Aim of the exercise
Reproduce each record exactly.

──────── Recorded data

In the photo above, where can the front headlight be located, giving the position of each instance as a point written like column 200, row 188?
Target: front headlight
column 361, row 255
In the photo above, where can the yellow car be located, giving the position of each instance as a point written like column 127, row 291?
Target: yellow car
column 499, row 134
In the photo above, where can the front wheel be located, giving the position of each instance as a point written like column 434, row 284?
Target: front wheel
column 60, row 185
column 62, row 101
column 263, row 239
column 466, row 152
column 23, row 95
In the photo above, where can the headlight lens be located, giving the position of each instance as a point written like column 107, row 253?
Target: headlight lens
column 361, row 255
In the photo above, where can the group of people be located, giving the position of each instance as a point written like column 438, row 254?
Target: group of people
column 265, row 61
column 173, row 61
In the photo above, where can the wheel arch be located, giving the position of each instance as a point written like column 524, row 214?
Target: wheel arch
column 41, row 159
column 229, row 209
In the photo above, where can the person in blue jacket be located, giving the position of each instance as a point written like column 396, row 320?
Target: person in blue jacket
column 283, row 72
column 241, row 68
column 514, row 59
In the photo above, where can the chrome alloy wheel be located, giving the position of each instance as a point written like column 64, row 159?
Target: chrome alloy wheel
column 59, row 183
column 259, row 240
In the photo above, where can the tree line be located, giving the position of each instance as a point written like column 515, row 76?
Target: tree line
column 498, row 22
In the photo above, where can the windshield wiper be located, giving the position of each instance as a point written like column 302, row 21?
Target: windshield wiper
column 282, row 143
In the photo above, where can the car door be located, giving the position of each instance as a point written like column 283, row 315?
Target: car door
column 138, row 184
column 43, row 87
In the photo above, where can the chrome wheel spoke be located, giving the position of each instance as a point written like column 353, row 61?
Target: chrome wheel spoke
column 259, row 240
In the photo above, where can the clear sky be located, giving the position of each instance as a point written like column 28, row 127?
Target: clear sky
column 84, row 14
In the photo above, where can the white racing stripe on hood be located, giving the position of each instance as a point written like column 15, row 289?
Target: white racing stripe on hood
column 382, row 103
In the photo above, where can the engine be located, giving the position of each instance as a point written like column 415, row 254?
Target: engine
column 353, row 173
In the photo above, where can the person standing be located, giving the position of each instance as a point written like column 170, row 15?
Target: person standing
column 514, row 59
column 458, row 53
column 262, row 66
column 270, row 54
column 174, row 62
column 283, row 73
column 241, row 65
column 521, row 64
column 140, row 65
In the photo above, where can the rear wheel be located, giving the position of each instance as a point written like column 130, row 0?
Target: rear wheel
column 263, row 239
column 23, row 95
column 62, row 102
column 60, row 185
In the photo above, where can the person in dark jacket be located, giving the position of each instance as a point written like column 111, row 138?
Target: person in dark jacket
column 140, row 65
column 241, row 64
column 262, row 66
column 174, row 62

────────────────

Solution for this problem
In the photo above, where can the front headlight be located, giving the position of each instance as a point written like column 200, row 188?
Target: front headlight
column 361, row 255
In the photo above, where can the yellow car be located, giving the position of each instance as a point written like column 127, row 291?
Target: yellow car
column 499, row 134
In the photo above, where can the front wheel be located, giving the position of each instance as a point written like column 434, row 284?
Target: front wheel
column 60, row 185
column 62, row 101
column 263, row 239
column 466, row 152
column 23, row 95
In the photo above, where can the headlight lens be located, giving the position of each instance as a point written like column 107, row 253?
Target: headlight lens
column 361, row 255
In the photo above, where can the group of people be located, giving the position of each instance as a point written like column 438, row 254?
Target: group of people
column 265, row 61
column 173, row 61
In the photo above, where can the wheel arch be located, giving the position of each instance as a point written like column 524, row 214?
Target: wheel arch
column 41, row 159
column 229, row 209
In the photo above, where can the person in blue jacket be located, giving the position of each instance as a point written like column 396, row 320?
Target: person in blue jacket
column 283, row 72
column 241, row 68
column 514, row 59
In the photo above, where can the chrome alloy wheel be located, giving the position of each instance as a point written like column 64, row 159?
Target: chrome alloy wheel
column 59, row 183
column 259, row 240
In the photo above, where can the tree line be located, giving the position of each instance as a point written like column 515, row 76?
Target: tree line
column 498, row 22
In the photo above, where can the windshield wiper be located, giving the position of each instance as a point written like column 302, row 21?
Target: windshield wiper
column 282, row 143
In the photo above, where can the car door be located, giving the position of each instance as a point written like column 283, row 315?
Target: car door
column 138, row 184
column 43, row 87
In the photo above, where can the chrome wheel spoke be located, giving the position of each instance as a point written like column 353, row 61?
Target: chrome wheel spoke
column 259, row 240
In the photo above, where can the clear sky be located, giving the position of each instance as a point written like column 28, row 127?
Target: clear sky
column 84, row 14
In the photo above, where can the white racing stripe on hood be located, giving the position of each instance as a point written like column 15, row 289?
Target: white racing stripe on hood
column 382, row 103
In the photo above, where can the engine be located, giving the position of each instance as a point written like column 415, row 254?
Target: engine
column 353, row 173
In the photo above, where can the person standing be located, giving the position of each instance as a point written like column 170, row 15?
Target: person standing
column 514, row 59
column 458, row 53
column 262, row 66
column 270, row 54
column 174, row 62
column 283, row 73
column 241, row 65
column 521, row 64
column 140, row 65
In the photo above, where can the rear wheel be located, giving the position of each instance as a point written like column 130, row 0?
Target: rear wheel
column 263, row 239
column 23, row 95
column 62, row 102
column 60, row 185
In the photo above, where can the person in dark jacket be located, giving the position of each instance as a point written like column 111, row 138?
Target: person in dark jacket
column 140, row 65
column 241, row 64
column 262, row 66
column 174, row 62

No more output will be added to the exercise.